### Your task
Can you reproduce the data beneath, keeping every line exact?

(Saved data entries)
************
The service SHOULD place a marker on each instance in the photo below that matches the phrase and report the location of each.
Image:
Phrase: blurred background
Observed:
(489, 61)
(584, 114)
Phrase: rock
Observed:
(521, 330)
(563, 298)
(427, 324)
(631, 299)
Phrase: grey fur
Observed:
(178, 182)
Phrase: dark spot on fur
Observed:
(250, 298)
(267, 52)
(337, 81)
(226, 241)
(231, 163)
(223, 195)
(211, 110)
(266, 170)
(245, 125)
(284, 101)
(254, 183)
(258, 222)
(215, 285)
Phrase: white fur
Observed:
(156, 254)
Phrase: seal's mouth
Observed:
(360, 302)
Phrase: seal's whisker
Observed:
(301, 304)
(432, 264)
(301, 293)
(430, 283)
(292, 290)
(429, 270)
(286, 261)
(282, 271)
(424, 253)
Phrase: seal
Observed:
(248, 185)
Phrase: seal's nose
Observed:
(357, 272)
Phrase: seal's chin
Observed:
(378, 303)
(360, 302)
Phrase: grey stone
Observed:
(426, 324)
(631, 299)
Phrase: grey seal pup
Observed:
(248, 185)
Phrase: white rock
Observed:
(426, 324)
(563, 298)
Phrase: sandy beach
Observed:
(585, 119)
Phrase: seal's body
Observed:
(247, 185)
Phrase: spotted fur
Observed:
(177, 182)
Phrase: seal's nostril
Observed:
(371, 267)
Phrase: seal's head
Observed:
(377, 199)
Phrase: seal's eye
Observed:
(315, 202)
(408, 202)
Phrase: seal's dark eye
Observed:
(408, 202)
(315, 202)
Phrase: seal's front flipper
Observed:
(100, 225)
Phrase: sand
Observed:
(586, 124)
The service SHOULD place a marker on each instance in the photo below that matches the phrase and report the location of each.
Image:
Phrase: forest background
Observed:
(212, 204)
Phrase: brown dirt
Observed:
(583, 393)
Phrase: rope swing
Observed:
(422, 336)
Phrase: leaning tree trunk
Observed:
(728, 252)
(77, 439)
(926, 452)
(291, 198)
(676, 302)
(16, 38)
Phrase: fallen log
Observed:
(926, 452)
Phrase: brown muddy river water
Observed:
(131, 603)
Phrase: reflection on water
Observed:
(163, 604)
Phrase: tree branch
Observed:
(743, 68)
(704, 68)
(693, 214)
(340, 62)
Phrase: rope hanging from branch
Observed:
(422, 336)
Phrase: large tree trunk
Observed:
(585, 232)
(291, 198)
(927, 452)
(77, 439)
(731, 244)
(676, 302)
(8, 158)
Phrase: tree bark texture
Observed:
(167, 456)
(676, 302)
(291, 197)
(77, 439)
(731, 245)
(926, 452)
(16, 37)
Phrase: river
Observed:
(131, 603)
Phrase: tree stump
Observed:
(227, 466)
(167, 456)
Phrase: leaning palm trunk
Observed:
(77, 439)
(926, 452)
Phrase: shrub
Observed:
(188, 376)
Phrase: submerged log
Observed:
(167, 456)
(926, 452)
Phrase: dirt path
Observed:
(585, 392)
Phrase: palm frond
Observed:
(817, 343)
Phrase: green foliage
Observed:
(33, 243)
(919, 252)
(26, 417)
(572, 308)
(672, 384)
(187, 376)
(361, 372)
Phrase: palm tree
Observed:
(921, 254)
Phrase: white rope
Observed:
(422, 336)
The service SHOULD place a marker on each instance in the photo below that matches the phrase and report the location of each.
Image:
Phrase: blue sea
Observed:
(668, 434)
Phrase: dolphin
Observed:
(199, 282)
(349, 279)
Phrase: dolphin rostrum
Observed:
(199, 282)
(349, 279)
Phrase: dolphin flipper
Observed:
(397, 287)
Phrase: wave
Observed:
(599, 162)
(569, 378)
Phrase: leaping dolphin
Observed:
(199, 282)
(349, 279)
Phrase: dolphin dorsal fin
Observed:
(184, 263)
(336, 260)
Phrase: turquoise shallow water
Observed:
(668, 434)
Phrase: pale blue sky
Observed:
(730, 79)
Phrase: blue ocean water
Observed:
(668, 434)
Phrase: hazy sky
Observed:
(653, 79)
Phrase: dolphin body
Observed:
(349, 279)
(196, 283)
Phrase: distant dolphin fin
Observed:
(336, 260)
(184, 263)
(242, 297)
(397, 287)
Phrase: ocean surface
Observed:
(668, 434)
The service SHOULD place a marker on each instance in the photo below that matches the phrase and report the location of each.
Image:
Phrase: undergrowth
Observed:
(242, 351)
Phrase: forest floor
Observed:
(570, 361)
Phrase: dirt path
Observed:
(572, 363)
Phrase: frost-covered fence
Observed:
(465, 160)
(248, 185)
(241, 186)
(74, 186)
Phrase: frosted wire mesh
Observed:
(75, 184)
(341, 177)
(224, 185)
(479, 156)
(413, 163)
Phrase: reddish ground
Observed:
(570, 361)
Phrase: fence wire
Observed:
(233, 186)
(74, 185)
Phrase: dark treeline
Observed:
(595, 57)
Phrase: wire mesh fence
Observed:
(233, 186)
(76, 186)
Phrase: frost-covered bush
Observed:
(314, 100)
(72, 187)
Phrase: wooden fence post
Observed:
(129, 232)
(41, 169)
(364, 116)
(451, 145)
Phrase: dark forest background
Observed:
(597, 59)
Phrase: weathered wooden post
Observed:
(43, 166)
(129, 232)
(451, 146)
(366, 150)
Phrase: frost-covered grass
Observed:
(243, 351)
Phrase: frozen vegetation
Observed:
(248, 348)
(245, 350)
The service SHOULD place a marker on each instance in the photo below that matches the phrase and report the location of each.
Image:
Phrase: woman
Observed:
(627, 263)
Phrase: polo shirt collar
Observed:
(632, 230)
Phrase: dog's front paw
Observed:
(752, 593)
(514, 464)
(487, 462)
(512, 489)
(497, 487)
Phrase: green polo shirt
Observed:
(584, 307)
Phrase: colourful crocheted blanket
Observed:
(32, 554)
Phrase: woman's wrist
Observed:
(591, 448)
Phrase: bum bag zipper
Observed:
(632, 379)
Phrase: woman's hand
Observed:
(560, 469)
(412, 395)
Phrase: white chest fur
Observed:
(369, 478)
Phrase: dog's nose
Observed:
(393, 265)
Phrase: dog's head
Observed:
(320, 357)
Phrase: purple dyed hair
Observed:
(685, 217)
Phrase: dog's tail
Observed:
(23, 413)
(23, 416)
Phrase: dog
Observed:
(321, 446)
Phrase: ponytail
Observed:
************
### Solution to the problem
The service SHOULD place a marker on each instance in the photo below that matches the phrase and report the location of each.
Image:
Phrase: blurred background
Observed:
(489, 61)
(584, 114)
Phrase: rock
Observed:
(521, 330)
(563, 298)
(427, 324)
(631, 299)
Phrase: grey fur
Observed:
(178, 182)
Phrase: dark spot on fur
Observed:
(250, 298)
(267, 52)
(337, 81)
(226, 241)
(231, 163)
(223, 195)
(211, 110)
(266, 170)
(245, 125)
(284, 101)
(254, 183)
(258, 222)
(215, 285)
Phrase: white fur
Observed:
(156, 254)
Phrase: seal's mouth
Observed:
(360, 302)
Phrase: seal's whisker
Observed:
(301, 304)
(432, 264)
(301, 293)
(430, 283)
(292, 290)
(429, 270)
(286, 261)
(282, 271)
(424, 253)
Phrase: seal
Observed:
(248, 185)
Phrase: seal's nose
Observed:
(357, 272)
Phrase: seal's chin
Observed:
(378, 303)
(360, 302)
Phrase: grey stone
Observed:
(426, 324)
(631, 299)
Phrase: grey seal pup
Observed:
(248, 185)
Phrase: white rock
Observed:
(426, 324)
(563, 298)
Phrase: sandy beach
Observed:
(585, 119)
Phrase: seal's body
Observed:
(247, 185)
Phrase: spotted fur
Observed:
(177, 182)
Phrase: seal's nostril
Observed:
(371, 267)
Phrase: seal's head
Observed:
(377, 199)
Phrase: seal's eye
Observed:
(315, 202)
(408, 202)
Phrase: seal's dark eye
Observed:
(408, 202)
(315, 202)
Phrase: seal's front flipper
Observed:
(100, 225)
Phrase: sand
Observed:
(586, 124)
The service SHOULD place a marker on each instance in the photo below that matches the phrase and report the location of each.
Image:
Phrase: forest background
Observed:
(212, 204)
Phrase: brown dirt
Observed:
(583, 393)
Phrase: rope swing
Observed:
(422, 336)
Phrase: leaning tree trunk
Observed:
(728, 252)
(77, 439)
(926, 452)
(291, 198)
(676, 302)
(16, 38)
Phrase: fallen log
Observed:
(926, 452)
Phrase: brown muddy river water
Observed:
(131, 603)
Phrase: reflection on water
Observed:
(163, 604)
Phrase: tree branch
Observed:
(743, 68)
(704, 68)
(693, 214)
(340, 62)
Phrase: rope hanging from branch
Observed:
(422, 336)
Phrase: large tree trunk
Observed:
(585, 232)
(291, 198)
(927, 452)
(77, 439)
(731, 244)
(676, 302)
(8, 158)
Phrase: tree bark texture
Observed:
(167, 456)
(676, 302)
(291, 197)
(77, 439)
(731, 245)
(926, 452)
(16, 37)
Phrase: river
Observed:
(131, 603)
Phrase: tree stump
Observed:
(227, 466)
(167, 456)
Phrase: leaning palm trunk
Observed:
(77, 439)
(926, 452)
Phrase: shrub
Observed:
(188, 376)
Phrase: submerged log
Observed:
(167, 456)
(926, 452)
Phrase: dirt path
Observed:
(585, 392)
Phrase: palm frond
Observed:
(817, 343)
Phrase: green foliage
Observed:
(33, 243)
(919, 252)
(26, 417)
(572, 308)
(672, 384)
(187, 376)
(361, 372)
Phrase: palm tree
Observed:
(921, 254)
Phrase: white rope
Observed:
(422, 336)
The service SHOULD place a marker on each instance in the photo below that matches the phrase and report the location of each.
Image:
Phrase: blue sea
Observed:
(668, 434)
Phrase: dolphin
Observed:
(199, 282)
(349, 279)
Phrase: dolphin rostrum
Observed:
(199, 282)
(349, 279)
Phrase: dolphin flipper
Observed:
(397, 287)
Phrase: wave
Observed:
(599, 162)
(569, 378)
Phrase: leaping dolphin
Observed:
(199, 282)
(349, 279)
Phrase: dolphin dorsal fin
Observed:
(184, 263)
(336, 260)
Phrase: turquoise shallow water
Observed:
(668, 434)
Phrase: pale blue sky
Observed:
(730, 79)
Phrase: blue ocean water
Observed:
(668, 434)
Phrase: hazy sky
Observed:
(653, 79)
Phrase: dolphin body
Observed:
(349, 279)
(196, 283)
Phrase: distant dolphin fin
Observed:
(336, 260)
(184, 263)
(242, 297)
(397, 287)
Phrase: ocean surface
Observed:
(668, 434)
The service SHOULD place a marker on each instance in the photo below that matches the phrase and report the location of each.
Image:
Phrase: undergrowth
Observed:
(242, 351)
Phrase: forest floor
Observed:
(570, 361)
Phrase: dirt path
Observed:
(572, 363)
Phrase: frost-covered fence
Observed:
(465, 160)
(248, 185)
(241, 186)
(74, 186)
Phrase: frosted wire mesh
Observed:
(75, 184)
(341, 177)
(224, 185)
(479, 156)
(413, 163)
Phrase: reddish ground
Observed:
(570, 361)
Phrase: fence wire
Observed:
(233, 186)
(74, 185)
Phrase: dark treeline
Observed:
(595, 57)
Phrase: wire mesh fence
Observed:
(233, 186)
(76, 186)
Phrase: frost-covered bush
Observed:
(314, 100)
(72, 187)
Phrase: wooden fence post
Observed:
(129, 232)
(41, 169)
(364, 116)
(451, 145)
Phrase: dark forest background
Observed:
(597, 59)
Phrase: weathered wooden post
Observed:
(43, 166)
(129, 232)
(451, 146)
(366, 150)
Phrase: frost-covered grass
Observed:
(243, 351)
Phrase: frozen vegetation
Observed:
(248, 348)
(245, 350)
The service SHOULD place a marker on each instance in the photo below that matches the phrase and report the location of each.
Image:
Phrase: woman
Observed:
(627, 263)
Phrase: polo shirt collar
Observed:
(632, 230)
Phrase: dog's front paw
Observed:
(752, 593)
(514, 464)
(487, 462)
(512, 489)
(497, 487)
Phrase: green polo shirt
Observed:
(584, 307)
Phrase: colourful crocheted blanket
Observed:
(32, 554)
Phrase: woman's wrist
Observed:
(591, 448)
Phrase: bum bag zipper
Observed:
(632, 379)
Phrase: woman's hand
Observed:
(560, 469)
(412, 395)
Phrase: white chest fur
Observed:
(369, 478)
Phrase: dog's nose
Observed:
(393, 265)
Phrase: dog's head
Observed:
(320, 357)
Phrase: purple dyed hair
Observed:
(685, 217)
Phrase: dog's tail
Observed:
(23, 413)
(23, 416)
Phrase: dog
Observed:
(321, 446)
Phrase: ponytail
Observed:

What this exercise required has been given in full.